(Source records)
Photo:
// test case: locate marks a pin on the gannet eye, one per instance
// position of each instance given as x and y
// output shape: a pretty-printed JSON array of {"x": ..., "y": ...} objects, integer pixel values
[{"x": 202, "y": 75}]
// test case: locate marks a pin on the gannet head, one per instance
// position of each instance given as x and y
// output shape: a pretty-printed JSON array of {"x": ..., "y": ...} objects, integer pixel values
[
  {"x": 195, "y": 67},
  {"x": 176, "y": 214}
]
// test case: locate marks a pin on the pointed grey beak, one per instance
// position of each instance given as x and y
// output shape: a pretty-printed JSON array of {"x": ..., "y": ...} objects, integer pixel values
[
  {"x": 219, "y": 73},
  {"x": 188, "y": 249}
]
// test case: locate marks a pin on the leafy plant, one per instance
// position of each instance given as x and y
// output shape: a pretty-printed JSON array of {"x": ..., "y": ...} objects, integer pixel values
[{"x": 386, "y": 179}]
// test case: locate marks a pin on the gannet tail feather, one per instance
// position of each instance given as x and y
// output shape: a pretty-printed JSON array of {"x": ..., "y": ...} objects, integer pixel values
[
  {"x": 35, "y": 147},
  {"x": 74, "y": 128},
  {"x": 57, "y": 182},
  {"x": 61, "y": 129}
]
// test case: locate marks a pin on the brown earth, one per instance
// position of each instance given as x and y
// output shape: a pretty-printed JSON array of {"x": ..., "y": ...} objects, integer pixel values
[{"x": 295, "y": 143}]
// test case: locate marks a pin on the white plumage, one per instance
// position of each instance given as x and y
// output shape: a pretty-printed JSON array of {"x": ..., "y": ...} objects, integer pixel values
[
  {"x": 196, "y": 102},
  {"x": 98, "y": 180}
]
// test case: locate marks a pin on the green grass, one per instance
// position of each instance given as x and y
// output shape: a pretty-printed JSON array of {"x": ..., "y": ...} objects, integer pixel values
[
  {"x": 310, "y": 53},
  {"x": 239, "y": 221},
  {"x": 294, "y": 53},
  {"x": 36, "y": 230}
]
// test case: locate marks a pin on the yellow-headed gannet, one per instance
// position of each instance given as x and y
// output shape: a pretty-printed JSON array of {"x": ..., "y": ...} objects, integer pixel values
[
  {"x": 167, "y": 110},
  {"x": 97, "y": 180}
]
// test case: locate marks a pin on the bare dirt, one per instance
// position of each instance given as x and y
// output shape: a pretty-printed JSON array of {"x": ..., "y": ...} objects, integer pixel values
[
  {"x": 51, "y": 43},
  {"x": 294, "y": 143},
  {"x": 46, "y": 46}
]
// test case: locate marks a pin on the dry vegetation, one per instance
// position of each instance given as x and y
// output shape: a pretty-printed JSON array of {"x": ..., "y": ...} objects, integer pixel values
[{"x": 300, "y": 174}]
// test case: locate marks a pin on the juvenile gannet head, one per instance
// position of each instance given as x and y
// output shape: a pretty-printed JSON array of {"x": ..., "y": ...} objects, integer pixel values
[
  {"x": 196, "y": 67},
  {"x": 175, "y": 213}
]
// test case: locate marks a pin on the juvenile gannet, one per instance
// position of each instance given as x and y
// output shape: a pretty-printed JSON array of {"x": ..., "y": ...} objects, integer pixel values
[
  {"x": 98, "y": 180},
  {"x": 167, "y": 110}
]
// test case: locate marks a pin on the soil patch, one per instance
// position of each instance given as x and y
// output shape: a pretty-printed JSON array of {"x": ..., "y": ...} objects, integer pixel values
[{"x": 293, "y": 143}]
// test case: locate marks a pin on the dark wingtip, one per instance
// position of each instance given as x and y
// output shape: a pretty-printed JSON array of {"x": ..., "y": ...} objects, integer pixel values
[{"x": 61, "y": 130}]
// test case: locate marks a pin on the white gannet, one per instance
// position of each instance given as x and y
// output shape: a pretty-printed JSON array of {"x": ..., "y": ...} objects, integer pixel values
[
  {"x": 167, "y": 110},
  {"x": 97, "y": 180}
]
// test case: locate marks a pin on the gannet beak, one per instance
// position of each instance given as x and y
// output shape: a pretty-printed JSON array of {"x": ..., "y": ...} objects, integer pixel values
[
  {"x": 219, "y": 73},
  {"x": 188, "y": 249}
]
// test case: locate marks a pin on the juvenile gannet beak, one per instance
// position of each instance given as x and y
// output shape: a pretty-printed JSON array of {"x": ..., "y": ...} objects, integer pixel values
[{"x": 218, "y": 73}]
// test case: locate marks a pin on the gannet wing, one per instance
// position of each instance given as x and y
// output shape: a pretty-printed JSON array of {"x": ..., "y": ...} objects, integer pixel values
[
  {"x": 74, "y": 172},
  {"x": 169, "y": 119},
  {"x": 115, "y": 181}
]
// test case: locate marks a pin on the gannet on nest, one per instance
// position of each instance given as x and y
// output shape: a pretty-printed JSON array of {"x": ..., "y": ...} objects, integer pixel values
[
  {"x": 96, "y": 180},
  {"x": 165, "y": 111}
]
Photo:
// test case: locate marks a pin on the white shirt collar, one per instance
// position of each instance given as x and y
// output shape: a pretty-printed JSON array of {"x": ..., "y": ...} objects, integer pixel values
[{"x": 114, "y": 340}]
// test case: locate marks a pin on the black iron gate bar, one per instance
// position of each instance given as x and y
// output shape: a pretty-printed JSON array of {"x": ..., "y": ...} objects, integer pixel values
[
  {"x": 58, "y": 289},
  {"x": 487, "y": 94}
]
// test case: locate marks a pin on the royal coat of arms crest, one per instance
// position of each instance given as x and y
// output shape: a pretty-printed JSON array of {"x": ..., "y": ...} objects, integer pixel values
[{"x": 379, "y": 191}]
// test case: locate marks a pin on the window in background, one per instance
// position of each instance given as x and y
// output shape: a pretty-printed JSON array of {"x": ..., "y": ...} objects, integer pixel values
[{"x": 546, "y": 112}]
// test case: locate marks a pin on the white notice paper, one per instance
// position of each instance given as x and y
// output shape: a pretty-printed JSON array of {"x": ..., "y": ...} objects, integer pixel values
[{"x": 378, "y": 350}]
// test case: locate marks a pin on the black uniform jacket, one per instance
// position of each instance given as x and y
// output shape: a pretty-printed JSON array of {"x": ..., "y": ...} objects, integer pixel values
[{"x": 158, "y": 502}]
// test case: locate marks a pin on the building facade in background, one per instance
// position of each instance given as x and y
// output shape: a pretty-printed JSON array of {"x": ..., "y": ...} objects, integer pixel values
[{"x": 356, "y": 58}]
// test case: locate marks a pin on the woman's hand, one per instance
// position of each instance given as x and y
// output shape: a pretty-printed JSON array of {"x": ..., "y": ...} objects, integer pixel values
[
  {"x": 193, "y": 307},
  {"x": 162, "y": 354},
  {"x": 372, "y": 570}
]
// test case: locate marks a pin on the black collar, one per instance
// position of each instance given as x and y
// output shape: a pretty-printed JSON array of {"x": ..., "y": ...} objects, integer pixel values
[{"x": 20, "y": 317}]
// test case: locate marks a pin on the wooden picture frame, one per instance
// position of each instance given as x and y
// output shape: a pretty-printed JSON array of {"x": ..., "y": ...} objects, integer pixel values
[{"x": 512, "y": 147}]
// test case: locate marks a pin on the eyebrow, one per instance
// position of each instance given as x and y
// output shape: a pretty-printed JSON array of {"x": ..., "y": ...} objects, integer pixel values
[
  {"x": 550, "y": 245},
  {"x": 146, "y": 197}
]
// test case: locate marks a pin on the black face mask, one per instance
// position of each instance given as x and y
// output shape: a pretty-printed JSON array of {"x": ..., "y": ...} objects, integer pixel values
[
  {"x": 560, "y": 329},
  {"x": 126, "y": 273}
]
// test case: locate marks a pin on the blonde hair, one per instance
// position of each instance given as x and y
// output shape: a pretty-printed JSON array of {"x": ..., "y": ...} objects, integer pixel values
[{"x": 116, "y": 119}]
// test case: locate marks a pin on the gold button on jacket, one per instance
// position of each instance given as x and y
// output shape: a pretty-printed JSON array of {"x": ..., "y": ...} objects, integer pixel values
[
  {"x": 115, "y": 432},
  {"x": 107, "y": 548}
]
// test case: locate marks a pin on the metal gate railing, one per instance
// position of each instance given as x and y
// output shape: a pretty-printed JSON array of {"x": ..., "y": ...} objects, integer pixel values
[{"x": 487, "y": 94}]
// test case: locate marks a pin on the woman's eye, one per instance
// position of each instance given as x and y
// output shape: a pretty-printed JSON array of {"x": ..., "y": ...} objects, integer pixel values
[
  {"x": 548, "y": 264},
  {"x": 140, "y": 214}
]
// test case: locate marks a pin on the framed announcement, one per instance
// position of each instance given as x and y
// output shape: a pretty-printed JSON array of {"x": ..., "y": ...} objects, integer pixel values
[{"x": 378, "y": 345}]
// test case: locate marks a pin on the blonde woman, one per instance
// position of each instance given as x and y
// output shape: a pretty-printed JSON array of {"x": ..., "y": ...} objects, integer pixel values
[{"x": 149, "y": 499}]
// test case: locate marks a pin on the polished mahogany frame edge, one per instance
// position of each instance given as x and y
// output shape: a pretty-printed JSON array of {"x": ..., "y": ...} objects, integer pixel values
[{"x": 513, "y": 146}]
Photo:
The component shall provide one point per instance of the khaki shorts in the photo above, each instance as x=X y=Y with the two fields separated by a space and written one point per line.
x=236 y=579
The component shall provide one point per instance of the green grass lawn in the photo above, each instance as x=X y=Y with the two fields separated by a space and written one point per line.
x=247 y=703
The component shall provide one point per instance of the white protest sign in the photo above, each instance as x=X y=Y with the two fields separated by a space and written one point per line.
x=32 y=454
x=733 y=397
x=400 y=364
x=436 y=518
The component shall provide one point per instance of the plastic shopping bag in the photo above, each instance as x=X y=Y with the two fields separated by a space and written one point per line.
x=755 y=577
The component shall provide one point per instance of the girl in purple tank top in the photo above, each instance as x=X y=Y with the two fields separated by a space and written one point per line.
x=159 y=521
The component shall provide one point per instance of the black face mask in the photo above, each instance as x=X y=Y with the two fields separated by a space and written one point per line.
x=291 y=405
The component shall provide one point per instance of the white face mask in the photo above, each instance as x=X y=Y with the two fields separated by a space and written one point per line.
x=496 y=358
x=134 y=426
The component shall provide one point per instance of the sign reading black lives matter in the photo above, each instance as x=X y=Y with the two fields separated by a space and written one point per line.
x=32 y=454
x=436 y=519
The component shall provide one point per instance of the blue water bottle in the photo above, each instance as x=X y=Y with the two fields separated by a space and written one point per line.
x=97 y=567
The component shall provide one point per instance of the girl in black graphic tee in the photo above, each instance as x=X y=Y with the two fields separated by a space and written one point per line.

_AIM OF THE TASK_: Scan the lines above for the word "blonde" and copy every one where it occurs.

_ANSWER FOR THE TASK_:
// test case: locate marks a pin on the blonde hair, one per instance
// test case: locate marks a pin on the blonde woman, one per instance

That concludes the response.